**What the task requires**
Beginning with the first entry, set down each one exactly as shown.

[Saved entries]
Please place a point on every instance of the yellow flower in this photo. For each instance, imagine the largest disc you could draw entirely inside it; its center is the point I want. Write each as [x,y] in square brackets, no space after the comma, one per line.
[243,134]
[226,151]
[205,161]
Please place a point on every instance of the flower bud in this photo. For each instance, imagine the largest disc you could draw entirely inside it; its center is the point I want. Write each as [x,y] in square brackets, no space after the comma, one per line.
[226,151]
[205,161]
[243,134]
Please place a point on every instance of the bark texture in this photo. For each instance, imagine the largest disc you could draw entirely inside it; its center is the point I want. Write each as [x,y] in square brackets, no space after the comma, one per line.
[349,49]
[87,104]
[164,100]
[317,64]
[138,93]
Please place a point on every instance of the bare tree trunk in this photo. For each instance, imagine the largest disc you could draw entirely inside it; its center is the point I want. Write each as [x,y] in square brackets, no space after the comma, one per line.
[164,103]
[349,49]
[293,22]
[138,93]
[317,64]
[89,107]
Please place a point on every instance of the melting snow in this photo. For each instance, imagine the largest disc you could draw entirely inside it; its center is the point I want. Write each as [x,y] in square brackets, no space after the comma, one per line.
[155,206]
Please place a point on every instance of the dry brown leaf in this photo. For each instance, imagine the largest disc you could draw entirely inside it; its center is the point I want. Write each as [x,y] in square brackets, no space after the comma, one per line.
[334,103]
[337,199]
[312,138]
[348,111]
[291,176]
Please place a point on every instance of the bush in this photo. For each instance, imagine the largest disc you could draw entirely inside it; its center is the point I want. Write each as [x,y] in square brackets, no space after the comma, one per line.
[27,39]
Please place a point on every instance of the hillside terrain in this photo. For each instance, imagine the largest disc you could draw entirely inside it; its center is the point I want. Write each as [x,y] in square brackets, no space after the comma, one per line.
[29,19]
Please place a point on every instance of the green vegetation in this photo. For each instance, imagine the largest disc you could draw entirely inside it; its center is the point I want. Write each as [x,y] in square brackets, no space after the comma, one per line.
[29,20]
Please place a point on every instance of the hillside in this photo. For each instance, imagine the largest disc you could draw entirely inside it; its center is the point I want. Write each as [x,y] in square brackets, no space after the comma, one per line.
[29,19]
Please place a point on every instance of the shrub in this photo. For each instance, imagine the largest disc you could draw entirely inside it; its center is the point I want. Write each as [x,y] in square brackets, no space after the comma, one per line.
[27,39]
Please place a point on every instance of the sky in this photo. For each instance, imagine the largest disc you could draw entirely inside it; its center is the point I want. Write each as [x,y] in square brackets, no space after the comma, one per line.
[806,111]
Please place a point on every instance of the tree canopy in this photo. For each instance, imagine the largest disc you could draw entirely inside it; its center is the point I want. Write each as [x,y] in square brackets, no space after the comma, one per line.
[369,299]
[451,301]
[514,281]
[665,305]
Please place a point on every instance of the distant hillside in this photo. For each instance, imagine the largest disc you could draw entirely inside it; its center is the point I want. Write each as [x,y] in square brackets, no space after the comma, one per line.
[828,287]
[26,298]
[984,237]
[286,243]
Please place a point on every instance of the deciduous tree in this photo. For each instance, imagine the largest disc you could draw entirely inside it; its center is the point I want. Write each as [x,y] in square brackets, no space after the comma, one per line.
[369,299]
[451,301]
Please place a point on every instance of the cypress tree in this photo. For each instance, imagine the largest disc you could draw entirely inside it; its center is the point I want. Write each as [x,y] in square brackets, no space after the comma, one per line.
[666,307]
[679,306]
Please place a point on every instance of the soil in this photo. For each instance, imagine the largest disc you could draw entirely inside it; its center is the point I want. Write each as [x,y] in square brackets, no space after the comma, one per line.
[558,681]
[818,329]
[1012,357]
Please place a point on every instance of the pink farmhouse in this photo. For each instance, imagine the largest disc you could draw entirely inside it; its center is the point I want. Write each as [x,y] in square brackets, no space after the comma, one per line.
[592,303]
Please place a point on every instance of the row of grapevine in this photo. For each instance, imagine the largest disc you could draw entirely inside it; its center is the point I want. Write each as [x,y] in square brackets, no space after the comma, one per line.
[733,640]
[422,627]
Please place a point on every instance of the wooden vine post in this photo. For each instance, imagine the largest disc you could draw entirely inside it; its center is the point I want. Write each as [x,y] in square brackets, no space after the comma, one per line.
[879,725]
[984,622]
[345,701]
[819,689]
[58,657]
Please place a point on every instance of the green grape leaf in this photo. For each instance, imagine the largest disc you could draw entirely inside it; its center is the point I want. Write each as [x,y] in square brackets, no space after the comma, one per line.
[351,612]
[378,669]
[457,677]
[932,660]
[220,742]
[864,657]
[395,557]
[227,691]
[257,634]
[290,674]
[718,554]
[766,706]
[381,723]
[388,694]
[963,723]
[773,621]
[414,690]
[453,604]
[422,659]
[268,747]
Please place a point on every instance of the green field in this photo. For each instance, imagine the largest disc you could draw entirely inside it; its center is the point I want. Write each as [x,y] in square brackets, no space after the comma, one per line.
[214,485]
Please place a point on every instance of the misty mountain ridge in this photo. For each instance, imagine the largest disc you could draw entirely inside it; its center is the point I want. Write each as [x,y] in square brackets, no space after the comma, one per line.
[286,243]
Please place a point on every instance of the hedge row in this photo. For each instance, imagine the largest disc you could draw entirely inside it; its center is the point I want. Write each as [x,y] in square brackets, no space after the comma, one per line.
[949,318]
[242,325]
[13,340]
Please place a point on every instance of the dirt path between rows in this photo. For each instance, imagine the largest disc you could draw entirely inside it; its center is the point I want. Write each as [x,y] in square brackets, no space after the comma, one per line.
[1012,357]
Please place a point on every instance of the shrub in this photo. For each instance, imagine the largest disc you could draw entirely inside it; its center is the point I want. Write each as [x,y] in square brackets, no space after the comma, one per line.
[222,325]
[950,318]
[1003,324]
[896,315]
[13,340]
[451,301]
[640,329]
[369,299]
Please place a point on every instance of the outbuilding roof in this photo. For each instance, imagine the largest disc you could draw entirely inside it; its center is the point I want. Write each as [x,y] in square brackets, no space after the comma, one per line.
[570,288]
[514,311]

**Written solution**
Please place a point on every instance of the yellow flower in this photo. For each instance, imagine the largest disc you could draw entirely inside it; its center is the point I want. Write each as [x,y] in square brackets, no space after the comma, one per line.
[243,134]
[226,151]
[205,161]
Please place a point on every instance of the flower bud in this photo. For each instance, imagine the largest disc you could draw entirely inside it; its center is the point I want. Write each as [x,y] in square brackets, no space after the comma, one per line.
[226,151]
[205,161]
[243,134]
Please place a point on every instance of the bark texture in this photo. For each instance, imagine the largest disc you could draw entirely inside it; its center is the point I want. Write each as [x,y] in square brackets, no space after the comma, one per line.
[349,49]
[87,104]
[164,100]
[317,64]
[138,93]
Please place a point on every instance of the bare tree trunk in this photo. For each instance, imagine the largest disc you could draw entirely inside it; its center is the point I want. Write each as [x,y] in square brackets, no space after the comma, one per line.
[164,103]
[349,49]
[293,22]
[138,93]
[317,64]
[89,107]
Please place a point on every instance of the melting snow in this photo. For each instance, imagine the largest disc you could draw entirely inside it; its center is the point I want. Write each as [x,y] in square brackets, no space after the comma, one per line.
[155,206]
Please place a point on every instance of the dry brown leaf in this photo. For each instance, imagine the largest disc you could draw entirely inside it; its center is the point I want. Write each as [x,y] in square brackets, no space after the comma, one per line.
[334,103]
[337,199]
[312,138]
[348,111]
[291,176]
Please place a point on every instance of the bush in this photo. For each instance, imagine the largest disc you could draw entirely inside it; its center is the point I want. Write each as [x,y] in square brackets, no space after the comma, one per line.
[27,39]
Please place a point on every instance of the hillside terrain in this photo. For each instance, imagine the largest disc you could draw entirely inside it; its center is the point I want. Write each as [x,y] in square brackets, no space after the comma, one per line.
[29,19]
Please place a point on every instance of the green vegetation in this photo. For each instance, imagine the largest disc you could draw entirely inside it; its center is the point I want. Write each as [x,y] in square brackets, no space after the comma, one per line.
[29,20]
Please place a point on every instance of the hillside in this photo. For each instance, imagine the largest disc you could draw entirely inside it; its center is the point I want. Write each as [x,y] in square brackets, no space after the comma, one per line.
[29,19]
Please place a point on every instance of the shrub in this photo. For each instance, imagine the largest disc you could draw entirely inside it; its center is the point I want. Write each as [x,y] in square brackets, no space after the comma, one per line.
[27,39]
Please place a point on every instance of the sky in this photo. For each instance, imagine the largest disc you could draw entirely inside it; its center is the point I want. Write each as [x,y] in square brackets, no space after the comma, one per line.
[806,111]
Please place a point on every instance of the tree canopy in this photo. For each instance, imagine the largest disc you could draw entirely inside it; its center is the point I want. Write each as [x,y] in square brackets, no space after the comma, one per line.
[369,299]
[451,301]
[514,281]
[665,305]
Please place a point on every instance of the distant hillside in this photo. For each instance, imagine the largest disc you could draw entirely inside it; its center is the point I want. Write each as [x,y] in square brackets, no space after the comma, one per line.
[828,287]
[26,298]
[984,237]
[286,243]
Please place a point on every instance of the deciduous tree in this photo. For each instance, imagine the largest disc you could draw entirely inside it; its center is the point I want. Write each as [x,y] in square brackets, no space after the comma, one per line.
[369,299]
[451,301]
Please place a point on every instance of the cypress tree in this photo. For each instance, imagine the largest disc you could draw entirely inside it; its center is the point I want. Write each as [x,y] in square brackets, no space after the comma, one per line.
[666,307]
[679,306]
Please place a point on every instance of the soil in this photo. For each instance, imagine the largest disc you could draw entirely inside it; its center is the point I want. Write each as [x,y] in square brackets, no space after the comma, one per line.
[558,681]
[818,329]
[1012,357]
Please place a point on every instance of the pink farmhouse in this photo. For each instance, imagine the largest disc you could draw entirely inside it; its center is the point I want. Write each as [x,y] in square brackets, no space after the comma, one per line.
[592,303]
Please place a point on every instance of the row of grapevine in this photo. For each instance, imagine the largest disc you could draw entirely inside it; its center is the point I want. Write each as [x,y] in square brackets, no space after the comma, one per line.
[733,640]
[422,627]
Please place a point on every instance of the wooden vine post in this photo. For each instance, imagine the largest disc you could draw entirely inside it; its center is the point I want. Write each as [x,y] in square brackets, no space after the comma, one per line.
[879,725]
[984,622]
[345,701]
[819,689]
[58,657]
Please place a point on every instance of the green grape leaf in this photo. For each instance, imagine the largest disc you could draw entirely inside it; its center is the point I want. Write each as [x,y] in square brackets, no space after the comma, one per line.
[351,612]
[378,669]
[457,677]
[932,660]
[220,742]
[864,657]
[395,557]
[227,691]
[257,634]
[290,674]
[718,554]
[766,706]
[381,723]
[388,694]
[963,723]
[773,621]
[414,690]
[453,604]
[422,659]
[268,747]
Please place a point on every instance of the green field in this photo. For each instance, imagine the largest disc you could draw entirely inside it; its center is the point I want. Write each as [x,y] in square brackets, no space after the comma, one per line.
[214,485]
Please place a point on every instance of the misty mountain ridge in this photo. For each instance, imagine the largest disc you could draw entirely inside it; its center is the point I want. Write each as [x,y] in square brackets, no space after the comma, one per line.
[286,243]
Please place a point on every instance of the hedge row in this photo. For each instance, imagine the largest disc you could draw entirely inside it; its center is the point I want. Write each as [x,y] in square brackets, no space after the comma, one per line.
[949,318]
[242,325]
[13,340]
Please place a point on every instance of the dirt path between rows in this photo. For each instance, imagine the largest disc you could draw entirely inside it; its center is the point I want. Write each as [x,y] in square brackets, no space after the comma, one per line.
[1012,357]
Please place a point on every instance of the shrub in this photo. For each instance, imagine the largest disc you could draw entirely inside it; its center is the point I want. Write each as [x,y] in square brackets, no space after the comma, one per line.
[222,325]
[950,318]
[1003,324]
[896,315]
[13,340]
[451,301]
[640,329]
[369,299]
Please place a point on every instance of the outbuilding roof in this photo. For each instance, imagine the largest disc you could draw entirely inside it; its center is the point I want. Write each as [x,y] in square brackets, no space after the comma, one per line.
[570,288]
[514,311]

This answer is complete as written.